Transcribe the tail of the listing: start at the line containing "Where can the car front" and stop after the last line, keeping every character as is and adding nothing.

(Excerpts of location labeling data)
▽

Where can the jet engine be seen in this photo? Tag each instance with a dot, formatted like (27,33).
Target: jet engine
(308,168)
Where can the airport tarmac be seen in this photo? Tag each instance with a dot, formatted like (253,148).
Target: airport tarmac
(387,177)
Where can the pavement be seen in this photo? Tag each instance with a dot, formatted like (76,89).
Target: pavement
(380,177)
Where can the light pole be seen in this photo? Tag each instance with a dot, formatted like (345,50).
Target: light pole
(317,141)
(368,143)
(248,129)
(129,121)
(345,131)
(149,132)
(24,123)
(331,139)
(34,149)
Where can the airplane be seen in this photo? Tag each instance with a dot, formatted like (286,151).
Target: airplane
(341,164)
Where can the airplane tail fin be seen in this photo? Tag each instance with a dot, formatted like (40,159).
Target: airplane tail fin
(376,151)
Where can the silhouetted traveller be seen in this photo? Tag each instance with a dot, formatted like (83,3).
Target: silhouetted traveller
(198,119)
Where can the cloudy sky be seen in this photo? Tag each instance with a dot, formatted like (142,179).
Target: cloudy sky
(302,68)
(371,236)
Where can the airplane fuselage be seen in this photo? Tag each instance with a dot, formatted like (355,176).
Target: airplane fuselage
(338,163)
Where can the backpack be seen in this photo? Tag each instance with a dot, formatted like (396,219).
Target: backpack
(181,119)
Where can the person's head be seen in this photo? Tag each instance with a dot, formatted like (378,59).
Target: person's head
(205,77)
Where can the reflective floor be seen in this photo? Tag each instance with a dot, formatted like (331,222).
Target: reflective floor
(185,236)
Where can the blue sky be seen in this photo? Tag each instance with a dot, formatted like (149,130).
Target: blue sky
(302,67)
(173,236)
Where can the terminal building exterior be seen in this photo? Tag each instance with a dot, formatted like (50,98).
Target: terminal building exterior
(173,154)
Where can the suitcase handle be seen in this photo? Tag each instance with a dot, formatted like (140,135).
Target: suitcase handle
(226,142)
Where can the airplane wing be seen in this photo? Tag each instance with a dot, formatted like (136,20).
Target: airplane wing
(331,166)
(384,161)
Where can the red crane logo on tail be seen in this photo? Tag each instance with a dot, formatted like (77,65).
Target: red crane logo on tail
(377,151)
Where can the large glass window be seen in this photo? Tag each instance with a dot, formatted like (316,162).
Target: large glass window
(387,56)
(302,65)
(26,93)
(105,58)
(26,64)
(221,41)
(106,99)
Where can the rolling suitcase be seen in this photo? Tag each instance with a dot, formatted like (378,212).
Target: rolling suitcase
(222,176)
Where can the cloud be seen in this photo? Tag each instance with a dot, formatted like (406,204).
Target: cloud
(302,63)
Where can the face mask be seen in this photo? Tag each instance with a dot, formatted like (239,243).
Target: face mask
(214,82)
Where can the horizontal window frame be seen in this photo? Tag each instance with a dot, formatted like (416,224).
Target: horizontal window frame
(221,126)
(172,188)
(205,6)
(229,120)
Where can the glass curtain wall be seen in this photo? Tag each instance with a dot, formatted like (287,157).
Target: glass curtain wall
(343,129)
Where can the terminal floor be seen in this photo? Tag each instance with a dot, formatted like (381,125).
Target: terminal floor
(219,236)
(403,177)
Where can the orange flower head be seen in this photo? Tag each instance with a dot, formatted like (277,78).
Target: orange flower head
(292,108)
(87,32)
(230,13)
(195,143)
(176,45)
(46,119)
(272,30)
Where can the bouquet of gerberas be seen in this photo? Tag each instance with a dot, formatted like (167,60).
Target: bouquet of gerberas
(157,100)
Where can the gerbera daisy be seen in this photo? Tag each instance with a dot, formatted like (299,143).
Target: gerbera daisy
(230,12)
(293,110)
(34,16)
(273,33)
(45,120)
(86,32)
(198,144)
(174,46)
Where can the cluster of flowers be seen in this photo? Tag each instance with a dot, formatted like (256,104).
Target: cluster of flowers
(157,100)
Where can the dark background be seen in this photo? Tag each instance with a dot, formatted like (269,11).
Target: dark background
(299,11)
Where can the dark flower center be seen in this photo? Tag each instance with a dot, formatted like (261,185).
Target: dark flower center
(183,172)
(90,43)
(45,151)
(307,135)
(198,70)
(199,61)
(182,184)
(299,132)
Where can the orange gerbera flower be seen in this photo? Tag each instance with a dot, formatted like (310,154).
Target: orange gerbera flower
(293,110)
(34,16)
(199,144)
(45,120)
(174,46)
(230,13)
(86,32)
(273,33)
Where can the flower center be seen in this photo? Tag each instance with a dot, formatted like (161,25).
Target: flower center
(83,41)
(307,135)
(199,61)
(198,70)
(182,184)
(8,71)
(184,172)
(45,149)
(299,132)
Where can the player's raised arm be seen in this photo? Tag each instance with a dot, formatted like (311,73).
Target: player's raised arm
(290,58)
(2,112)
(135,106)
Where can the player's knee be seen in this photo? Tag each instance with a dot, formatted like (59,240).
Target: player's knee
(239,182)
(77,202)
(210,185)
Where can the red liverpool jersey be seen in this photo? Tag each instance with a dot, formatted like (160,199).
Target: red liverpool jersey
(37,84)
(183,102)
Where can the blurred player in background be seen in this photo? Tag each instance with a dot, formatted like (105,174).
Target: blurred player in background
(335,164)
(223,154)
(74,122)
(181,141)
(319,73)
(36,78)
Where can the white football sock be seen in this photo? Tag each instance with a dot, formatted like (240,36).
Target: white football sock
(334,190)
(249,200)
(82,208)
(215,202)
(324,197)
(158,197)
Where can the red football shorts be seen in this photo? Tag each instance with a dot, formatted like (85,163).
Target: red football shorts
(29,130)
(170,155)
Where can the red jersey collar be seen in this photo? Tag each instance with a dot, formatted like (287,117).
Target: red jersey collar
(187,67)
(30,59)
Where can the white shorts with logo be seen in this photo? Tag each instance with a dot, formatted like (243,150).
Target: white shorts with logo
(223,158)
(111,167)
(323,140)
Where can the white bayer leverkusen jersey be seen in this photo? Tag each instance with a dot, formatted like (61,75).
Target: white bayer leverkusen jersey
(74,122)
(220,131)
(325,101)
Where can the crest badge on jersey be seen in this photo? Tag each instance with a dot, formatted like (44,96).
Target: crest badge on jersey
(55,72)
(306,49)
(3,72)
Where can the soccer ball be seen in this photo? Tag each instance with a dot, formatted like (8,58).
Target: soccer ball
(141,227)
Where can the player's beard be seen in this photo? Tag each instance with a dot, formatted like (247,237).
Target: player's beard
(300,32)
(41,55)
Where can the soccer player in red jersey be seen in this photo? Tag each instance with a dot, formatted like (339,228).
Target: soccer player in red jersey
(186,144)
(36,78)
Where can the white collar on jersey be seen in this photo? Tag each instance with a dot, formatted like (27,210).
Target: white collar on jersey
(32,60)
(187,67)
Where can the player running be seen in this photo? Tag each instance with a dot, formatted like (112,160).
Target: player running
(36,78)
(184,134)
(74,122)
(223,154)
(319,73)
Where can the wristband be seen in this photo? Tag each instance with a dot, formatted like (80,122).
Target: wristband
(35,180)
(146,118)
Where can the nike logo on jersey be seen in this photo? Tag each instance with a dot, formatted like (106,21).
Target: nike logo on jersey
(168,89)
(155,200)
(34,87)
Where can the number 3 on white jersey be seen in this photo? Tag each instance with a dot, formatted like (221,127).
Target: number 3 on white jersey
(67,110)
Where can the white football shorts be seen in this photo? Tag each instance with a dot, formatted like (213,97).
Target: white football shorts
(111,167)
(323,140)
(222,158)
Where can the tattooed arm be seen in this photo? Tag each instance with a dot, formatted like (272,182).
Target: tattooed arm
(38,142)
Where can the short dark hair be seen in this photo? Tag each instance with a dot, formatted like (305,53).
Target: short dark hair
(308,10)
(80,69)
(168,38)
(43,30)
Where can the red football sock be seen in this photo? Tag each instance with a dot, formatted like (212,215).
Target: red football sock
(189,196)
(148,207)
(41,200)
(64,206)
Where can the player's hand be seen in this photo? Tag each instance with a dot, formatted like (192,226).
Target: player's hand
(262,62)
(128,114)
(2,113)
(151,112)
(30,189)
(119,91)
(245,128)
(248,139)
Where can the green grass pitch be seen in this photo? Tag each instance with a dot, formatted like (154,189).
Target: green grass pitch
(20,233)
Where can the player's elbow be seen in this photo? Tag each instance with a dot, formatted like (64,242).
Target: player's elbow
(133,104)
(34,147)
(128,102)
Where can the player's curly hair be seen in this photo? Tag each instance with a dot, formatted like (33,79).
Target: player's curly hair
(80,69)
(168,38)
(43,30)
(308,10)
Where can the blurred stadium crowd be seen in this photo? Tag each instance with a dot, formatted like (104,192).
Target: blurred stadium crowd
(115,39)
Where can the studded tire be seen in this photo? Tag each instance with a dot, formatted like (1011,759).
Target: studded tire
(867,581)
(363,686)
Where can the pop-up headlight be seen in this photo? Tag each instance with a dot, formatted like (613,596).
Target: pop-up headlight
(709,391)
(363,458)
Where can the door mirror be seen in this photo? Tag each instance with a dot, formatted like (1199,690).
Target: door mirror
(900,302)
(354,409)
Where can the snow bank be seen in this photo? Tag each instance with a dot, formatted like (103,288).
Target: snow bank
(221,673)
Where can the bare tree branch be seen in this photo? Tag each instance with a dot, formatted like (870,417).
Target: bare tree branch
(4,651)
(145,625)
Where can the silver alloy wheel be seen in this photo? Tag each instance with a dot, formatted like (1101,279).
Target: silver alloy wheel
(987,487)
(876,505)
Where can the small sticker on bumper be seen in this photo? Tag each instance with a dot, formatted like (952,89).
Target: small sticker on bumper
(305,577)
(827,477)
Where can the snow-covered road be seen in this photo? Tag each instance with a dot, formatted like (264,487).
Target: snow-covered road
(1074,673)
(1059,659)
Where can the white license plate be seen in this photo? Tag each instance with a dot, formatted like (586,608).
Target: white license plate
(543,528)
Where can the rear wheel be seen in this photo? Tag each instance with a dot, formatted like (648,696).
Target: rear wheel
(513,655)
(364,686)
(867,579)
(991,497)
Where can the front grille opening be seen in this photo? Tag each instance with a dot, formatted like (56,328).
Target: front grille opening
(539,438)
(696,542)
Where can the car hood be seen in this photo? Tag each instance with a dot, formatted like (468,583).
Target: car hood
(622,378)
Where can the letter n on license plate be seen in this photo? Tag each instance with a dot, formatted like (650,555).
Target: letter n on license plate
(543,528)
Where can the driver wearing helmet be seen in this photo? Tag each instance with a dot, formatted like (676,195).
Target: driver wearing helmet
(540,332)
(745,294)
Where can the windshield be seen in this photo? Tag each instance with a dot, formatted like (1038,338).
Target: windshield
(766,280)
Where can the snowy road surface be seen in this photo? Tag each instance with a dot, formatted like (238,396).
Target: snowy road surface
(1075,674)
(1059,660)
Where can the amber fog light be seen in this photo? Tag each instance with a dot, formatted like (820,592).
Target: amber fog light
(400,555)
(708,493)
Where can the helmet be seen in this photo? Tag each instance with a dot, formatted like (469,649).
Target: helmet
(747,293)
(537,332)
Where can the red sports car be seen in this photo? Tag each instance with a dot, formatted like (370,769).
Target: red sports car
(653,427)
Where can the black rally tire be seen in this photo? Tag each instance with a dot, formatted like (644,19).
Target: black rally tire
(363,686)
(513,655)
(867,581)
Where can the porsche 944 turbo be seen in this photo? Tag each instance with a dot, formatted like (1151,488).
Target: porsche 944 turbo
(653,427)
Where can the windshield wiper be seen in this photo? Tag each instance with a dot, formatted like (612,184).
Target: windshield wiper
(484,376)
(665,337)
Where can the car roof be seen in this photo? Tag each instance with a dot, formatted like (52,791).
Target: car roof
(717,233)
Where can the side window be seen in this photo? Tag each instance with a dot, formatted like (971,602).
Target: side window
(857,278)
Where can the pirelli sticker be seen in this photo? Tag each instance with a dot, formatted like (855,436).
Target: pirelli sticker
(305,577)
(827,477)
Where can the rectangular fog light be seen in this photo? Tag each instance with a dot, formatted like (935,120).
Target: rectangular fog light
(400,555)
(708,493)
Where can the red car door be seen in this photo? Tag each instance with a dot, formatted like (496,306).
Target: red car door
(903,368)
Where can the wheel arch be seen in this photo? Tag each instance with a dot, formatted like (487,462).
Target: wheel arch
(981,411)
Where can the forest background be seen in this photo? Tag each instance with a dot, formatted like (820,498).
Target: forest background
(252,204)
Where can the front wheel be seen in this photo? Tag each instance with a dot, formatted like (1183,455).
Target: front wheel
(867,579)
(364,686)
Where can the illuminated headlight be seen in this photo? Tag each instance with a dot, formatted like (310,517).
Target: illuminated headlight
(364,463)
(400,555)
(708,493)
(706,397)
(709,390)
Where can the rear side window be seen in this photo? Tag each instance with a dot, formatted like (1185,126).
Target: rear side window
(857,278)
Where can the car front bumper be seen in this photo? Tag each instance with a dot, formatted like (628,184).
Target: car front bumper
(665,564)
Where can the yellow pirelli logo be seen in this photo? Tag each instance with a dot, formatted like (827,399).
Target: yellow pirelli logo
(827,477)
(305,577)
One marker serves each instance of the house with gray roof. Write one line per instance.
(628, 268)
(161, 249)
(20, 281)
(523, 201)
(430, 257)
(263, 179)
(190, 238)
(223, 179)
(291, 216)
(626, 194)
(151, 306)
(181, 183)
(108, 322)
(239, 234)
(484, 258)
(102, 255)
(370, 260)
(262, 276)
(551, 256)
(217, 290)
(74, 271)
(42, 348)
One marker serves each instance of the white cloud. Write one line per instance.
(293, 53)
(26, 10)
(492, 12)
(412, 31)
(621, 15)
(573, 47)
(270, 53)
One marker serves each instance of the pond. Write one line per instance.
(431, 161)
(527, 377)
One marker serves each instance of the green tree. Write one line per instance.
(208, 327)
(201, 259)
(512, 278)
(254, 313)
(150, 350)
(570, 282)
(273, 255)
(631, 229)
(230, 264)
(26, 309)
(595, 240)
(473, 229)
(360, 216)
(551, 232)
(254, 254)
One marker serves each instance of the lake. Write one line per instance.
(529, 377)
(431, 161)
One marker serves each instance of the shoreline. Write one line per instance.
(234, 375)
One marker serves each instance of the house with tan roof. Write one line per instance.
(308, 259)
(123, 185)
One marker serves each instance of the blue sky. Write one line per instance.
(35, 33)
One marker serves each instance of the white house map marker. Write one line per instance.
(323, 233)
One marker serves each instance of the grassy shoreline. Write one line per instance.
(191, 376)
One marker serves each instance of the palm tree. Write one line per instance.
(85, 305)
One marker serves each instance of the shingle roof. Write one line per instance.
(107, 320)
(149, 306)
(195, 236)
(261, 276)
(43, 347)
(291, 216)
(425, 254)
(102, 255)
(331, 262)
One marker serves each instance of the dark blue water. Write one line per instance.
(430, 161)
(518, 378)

△

Task output:
Where can the car front bumper be seen in this photo? Tag each instance with a dot, formatted like (628,184).
Target: car front bumper
(665,564)
Where can the yellow pirelli logo be seen in this photo? Tag each instance with a dot, formatted like (827,399).
Target: yellow pirelli logo
(827,477)
(305,577)
One marker serves each instance of the house with gray roof. Write one line per instance.
(628, 268)
(161, 249)
(20, 281)
(523, 201)
(430, 257)
(263, 179)
(190, 238)
(223, 179)
(291, 216)
(626, 194)
(151, 306)
(181, 183)
(108, 322)
(239, 234)
(484, 258)
(102, 255)
(370, 260)
(262, 276)
(551, 256)
(217, 290)
(74, 271)
(42, 348)
One marker serves each instance of the white cloud. Write one line per instance.
(293, 53)
(26, 10)
(492, 12)
(412, 31)
(621, 15)
(573, 47)
(270, 53)
One marker serves each instance of the pond. Write one line per instance.
(431, 161)
(527, 377)
One marker serves each instance of the green tree. Write one line per instance.
(208, 327)
(201, 259)
(512, 278)
(254, 313)
(150, 350)
(570, 282)
(273, 255)
(631, 229)
(230, 264)
(26, 309)
(595, 240)
(473, 229)
(360, 216)
(551, 232)
(254, 254)
One marker serves each instance of the lake. Write one line per instance.
(529, 377)
(431, 161)
One marker serves each instance of the shoreline. Write one line per instance.
(234, 375)
One marker serves each instance of the house with tan roof. Write one line per instance.
(308, 259)
(123, 185)
One marker serves each instance of the blue sky. Write one line per instance.
(35, 33)
One marker serves each instance of the white house map marker. Write one line per instance.
(323, 233)
One marker serves each instance of the grassy shoreline. Write one line per instance.
(191, 376)
One marker serves each instance of the palm tree. Write one line per instance.
(85, 305)
One marker serves each instance of the shingle roof. Write one line per instance.
(107, 320)
(149, 306)
(195, 236)
(261, 276)
(43, 347)
(291, 216)
(425, 254)
(102, 255)
(331, 262)
One marker serves each instance of the dark blue water. Write one line per instance.
(430, 161)
(518, 378)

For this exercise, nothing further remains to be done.